PROBLEM SET:
A. Could you copy out the report on Adamu Sakande's jail sentence from "The decision of" to "him to do so.", editing "cardiac condition" to read "heart condition"?
B. In two sentences, what does the article on Adamu Sakande's sentencing report?

DOCUMENT SECTION:
This is the result of politics….Says Adamu Sakande as he embarks on 2-yr jail sentence
By Ivy Benson
Friday July 27, 2012 would remain the darkest day in the life of the New Patriotic Party (NPP) Member of Parliament (MP) for Bawku Central, Adamu Daramani Sakande. It was a day he began a two-year jail sentence handed down on him by an Accra Fast Track Court (FTC) for lying under oath to enable him get elected into the law-making body of the country.
As he was stepping out of the magnificent structure housing the court with armed police escort to embark on his journey to the Nsawam Medium Security Prisons, Mr. Daramani Sakande, who was all dressed in black, exclaimed, “this is the result of politics”, when family members and close associates gathered around him to encourage and empathise with him.
Daramani Sakande, who is a Security Management Expert, was found guilty on all three counts of false declaration by voting, perjury and deceit of public officer, and the court, presided over by Justice Charles Quist, sentenced him to two years imprisonment on each count to run con-currently.
The decision of the court to hand down a reduced jail term on the convict in spite of the fact that the charge of perjury is a second degree felony that attracts not more than 10 years imprisonment, when found guilty of the offence, follows the plea of the defense counsel, Mr. Yoni Kulendi, for the court to be lenient with his client in view of his cardiac condition.
The court, therefore, rejected the assertion that the convicted MP for Bawku Central was a Ghanaian, indicating that the prosecution had proven its case against the MP, who could not defend himself appropriately, when the onus shifted on him to do so.
The MP, who holds a British passport, the court indicated, did not provide any evidence to show that he had renounced his British citizenship, in line with the Ghanaian law, before seeking election.
It, therefore, barred the convicted MP from presenting himself as a Ghanaian, as he had sufficiently showed that he was a foreigner, as he sought permission to enter Ghana by using his British travelling document that indicates he is a Burkinabe.

DATA ROWS:

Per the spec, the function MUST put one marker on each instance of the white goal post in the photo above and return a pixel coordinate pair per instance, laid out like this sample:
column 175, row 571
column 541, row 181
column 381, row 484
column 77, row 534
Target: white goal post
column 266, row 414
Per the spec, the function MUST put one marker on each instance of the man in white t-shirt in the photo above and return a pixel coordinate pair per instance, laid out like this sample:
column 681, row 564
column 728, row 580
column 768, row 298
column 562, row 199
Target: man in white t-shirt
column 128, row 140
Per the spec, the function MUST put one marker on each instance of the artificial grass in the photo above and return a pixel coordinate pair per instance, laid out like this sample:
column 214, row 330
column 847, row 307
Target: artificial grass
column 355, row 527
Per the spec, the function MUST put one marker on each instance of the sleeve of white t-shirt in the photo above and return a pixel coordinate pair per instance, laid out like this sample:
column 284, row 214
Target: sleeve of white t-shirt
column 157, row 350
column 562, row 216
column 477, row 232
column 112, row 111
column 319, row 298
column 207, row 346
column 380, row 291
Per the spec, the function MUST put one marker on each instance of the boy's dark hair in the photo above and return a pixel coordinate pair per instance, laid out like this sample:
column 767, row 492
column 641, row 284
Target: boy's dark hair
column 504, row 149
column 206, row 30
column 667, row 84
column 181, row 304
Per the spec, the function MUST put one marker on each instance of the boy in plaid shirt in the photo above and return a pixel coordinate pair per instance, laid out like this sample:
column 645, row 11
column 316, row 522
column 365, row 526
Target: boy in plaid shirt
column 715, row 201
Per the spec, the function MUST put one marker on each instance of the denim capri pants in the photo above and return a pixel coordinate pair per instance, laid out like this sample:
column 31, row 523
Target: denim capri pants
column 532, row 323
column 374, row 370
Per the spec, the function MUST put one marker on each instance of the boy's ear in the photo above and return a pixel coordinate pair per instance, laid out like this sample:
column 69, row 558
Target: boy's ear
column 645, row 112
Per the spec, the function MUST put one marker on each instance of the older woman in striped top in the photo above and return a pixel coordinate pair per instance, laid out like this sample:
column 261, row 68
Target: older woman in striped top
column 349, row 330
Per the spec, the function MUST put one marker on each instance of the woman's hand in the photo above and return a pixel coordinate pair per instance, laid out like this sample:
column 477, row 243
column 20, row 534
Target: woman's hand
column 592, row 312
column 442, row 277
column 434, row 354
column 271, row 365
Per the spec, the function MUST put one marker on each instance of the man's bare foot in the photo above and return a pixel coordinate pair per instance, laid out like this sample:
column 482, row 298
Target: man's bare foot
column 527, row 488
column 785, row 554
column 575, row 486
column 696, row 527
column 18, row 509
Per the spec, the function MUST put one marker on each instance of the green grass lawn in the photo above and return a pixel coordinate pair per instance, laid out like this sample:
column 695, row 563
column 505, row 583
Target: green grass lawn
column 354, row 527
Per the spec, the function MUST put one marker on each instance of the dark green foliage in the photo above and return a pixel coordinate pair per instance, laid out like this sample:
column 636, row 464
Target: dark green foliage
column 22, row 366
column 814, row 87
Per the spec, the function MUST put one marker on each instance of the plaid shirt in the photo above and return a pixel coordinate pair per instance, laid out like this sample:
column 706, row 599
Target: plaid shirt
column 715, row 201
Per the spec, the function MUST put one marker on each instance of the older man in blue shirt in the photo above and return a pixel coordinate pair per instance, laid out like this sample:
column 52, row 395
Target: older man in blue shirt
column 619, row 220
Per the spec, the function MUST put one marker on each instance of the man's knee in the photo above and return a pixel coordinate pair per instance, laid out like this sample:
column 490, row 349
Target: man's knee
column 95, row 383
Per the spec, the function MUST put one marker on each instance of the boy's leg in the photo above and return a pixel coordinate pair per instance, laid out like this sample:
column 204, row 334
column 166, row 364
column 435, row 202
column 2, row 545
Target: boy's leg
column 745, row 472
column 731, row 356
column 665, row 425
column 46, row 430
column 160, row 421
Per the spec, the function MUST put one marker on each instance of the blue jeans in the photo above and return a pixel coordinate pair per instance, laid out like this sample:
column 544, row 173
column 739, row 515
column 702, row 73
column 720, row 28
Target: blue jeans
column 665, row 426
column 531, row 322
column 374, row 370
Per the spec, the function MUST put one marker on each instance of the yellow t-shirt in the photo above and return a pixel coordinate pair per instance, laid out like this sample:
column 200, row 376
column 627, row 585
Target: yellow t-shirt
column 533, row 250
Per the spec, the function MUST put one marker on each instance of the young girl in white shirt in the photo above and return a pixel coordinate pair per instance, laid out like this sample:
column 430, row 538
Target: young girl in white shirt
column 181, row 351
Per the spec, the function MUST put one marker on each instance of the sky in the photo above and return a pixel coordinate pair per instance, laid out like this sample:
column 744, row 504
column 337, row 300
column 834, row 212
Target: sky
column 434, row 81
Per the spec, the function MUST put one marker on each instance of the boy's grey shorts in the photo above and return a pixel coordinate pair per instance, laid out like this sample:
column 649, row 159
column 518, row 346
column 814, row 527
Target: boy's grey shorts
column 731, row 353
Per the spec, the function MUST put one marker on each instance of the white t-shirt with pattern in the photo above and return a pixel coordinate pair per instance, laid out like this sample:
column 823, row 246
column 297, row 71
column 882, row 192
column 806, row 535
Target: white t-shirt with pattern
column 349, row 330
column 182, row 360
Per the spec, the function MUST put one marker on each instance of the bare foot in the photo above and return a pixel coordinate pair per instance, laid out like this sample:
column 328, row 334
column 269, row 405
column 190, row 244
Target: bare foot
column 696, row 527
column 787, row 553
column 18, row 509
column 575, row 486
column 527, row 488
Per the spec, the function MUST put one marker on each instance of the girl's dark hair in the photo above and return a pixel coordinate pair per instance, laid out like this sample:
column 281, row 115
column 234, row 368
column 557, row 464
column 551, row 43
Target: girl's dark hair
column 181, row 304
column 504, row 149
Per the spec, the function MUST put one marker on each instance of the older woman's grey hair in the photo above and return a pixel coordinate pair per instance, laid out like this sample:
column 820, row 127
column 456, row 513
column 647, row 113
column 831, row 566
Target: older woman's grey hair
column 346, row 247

THE REPLIES:
A.
The decision of the court to hand down a reduced jail term on the convict in spite of the fact that the charge of perjury is a second degree felony that attracts not more than 10 years imprisonment, when found guilty of the offence, follows the plea of the defense counsel, Mr. Yoni Kulendi, for the court to be lenient with his client in view of his heart condition.
The court, therefore, rejected the assertion that the convicted MP for Bawku Central was a Ghanaian, indicating that the prosecution had proven its case against the MP, who could not defend himself appropriately, when the onus shifted on him to do so.

B. On Friday, July 27, 2012, Adamu Daramani Sakande, the NPP MP for Bawku Central, began a two-year jail sentence after an Accra Fast Track Court found him guilty on three counts of false declaration by voting, perjury and deceit of public officer for lying under oath to get elected. The court handed down a reduced term after his counsel pleaded for leniency because of his cardiac condition, and it rejected the assertion that he was Ghanaian because he held a British passport and gave no evidence that he had renounced British citizenship before seeking election.